Man blickt ja gern in andere Länder und stellt fest, daß dort so richtig bescheuerte, völlig grenzwertige Komödien gemacht werden. Die Amerikaner produzieren einen beschränkten ACADEMY-PIE-Film nach dem anderen, die Italiener haben Alvaro Vitali, dem zuzusehen beinahe physisch schmerzhaft ist, und die Franzosen machen gänzlich heiterkeitsarme Filme, in deren Titeln die Worte „Pflaumen“ und „Kompanie“ in stochastisch variierenden Kombinationen verwendet werden. Aber, und da darf unser Nationalstolz auch ohne Fußball-WM durchaus aufblühen, im Produzieren behämmerten Klamauks lassen wir uns gar nichts vormachen. Beweisstück A, liebe Jury: SUNSHINE REGGAE AUF IBIZA, von der niveauunverdächtigen Lisa Film mit dem Knetgesicht Karl Dall in der Hauptrolle produziert.
Wo fängt man als kritischer Autor überhaupt an bei einem solchen Werk? Am besten von vorne: Karl Dall lebt als armer, trostlos vor sich hinkalauernder Bauer in Ostfriesland und hat bereits 58 Fanbriefe an den Schlagerstar Linda Lu geschrieben, die allesamt unbeantwortet blieben. Eines Tages – der Anstoß zur Heldenreise! – kriegt er eine Autogrammkarte mit Widmung zugeschickt und fährt ohne weiteres Zögern mit dem Fahrrad nach Ibiza, um seine Singschnulle ausfindig zu machen.
Die weitere Handlung gestaltet sich eher, hm, sparsam arrangiert, und wir sehen primär irgendwelchen Menschen auf Ibiza dabei zu, wie sie miteinander anbandeln. Da wäre der freche Freddy, gespielt vom Sohnemann von Udo Jürgens, der immer so aussieht, als müßte er dringend mal wieder essen, und der schmeißt sich an sehr viele Frauen auf einmal heran, von denen dann ein pubertierendes Mädchen quasi hängenbleibt. Erzählt wird auch die herzzerreißende Geschichte von Onkel Bernie, der herumgrantelnd außerhalb der Stadt wohnt und vor seinem Haus ein dreisprachiges Schild mit der Anweisung „Weiber verboten“ aufgestellt hat. Weil Onkel Bernie aber von einem vollbärtigen Chris Roberts gespielt wird, ahnen wir schon, daß da etwas passieren muß, und zum Glück hat Olivia Pascal sonst im Film nichts zu tun und bringt Roberts dazu, sich endlich mal zu rasieren. Immerhin ist der so verbittert, daß er den ganzen Film über nicht singt.

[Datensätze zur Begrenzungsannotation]
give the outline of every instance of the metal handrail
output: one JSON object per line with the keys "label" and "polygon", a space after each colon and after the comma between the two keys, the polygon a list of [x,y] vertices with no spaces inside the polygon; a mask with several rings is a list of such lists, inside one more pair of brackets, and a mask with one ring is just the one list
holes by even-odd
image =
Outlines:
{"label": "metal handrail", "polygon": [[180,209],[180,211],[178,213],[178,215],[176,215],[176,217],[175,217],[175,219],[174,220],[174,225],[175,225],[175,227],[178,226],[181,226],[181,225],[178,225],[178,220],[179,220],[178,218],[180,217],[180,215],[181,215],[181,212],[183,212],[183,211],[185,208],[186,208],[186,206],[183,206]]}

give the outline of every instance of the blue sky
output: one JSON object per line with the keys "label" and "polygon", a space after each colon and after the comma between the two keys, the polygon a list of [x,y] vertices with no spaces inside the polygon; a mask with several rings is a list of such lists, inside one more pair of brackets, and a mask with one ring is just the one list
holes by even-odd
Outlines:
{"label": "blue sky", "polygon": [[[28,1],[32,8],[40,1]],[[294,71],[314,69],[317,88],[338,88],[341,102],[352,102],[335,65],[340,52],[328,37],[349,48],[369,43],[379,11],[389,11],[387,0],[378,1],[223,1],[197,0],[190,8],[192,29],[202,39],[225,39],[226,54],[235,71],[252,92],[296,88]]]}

• _Aufgabenstellung_: Zitiere aus der Filmkritik wortgetreu die Passage von „Man blickt ja“ bis „der Hauptrolle produziert.“.

• _Lösung_:
Man blickt ja gern in andere Länder und stellt fest, daß dort so richtig bescheuerte, völlig grenzwertige Komödien gemacht werden. Die Amerikaner produzieren einen beschränkten ACADEMY-PIE-Film nach dem anderen, die Italiener haben Alvaro Vitali, dem zuzusehen beinahe physisch schmerzhaft ist, und die Franzosen machen gänzlich heiterkeitsarme Filme, in deren Titeln die Worte „Pflaumen“ und „Kompanie“ in stochastisch variierenden Kombinationen verwendet werden. Aber, und da darf unser Nationalstolz auch ohne Fußball-WM durchaus aufblühen, im Produzieren behämmerten Klamauks lassen wir uns gar nichts vormachen. Beweisstück A, liebe Jury: SUNSHINE REGGAE AUF IBIZA, von der niveauunverdächtigen Lisa Film mit dem Knetgesicht Karl Dall in der Hauptrolle produziert.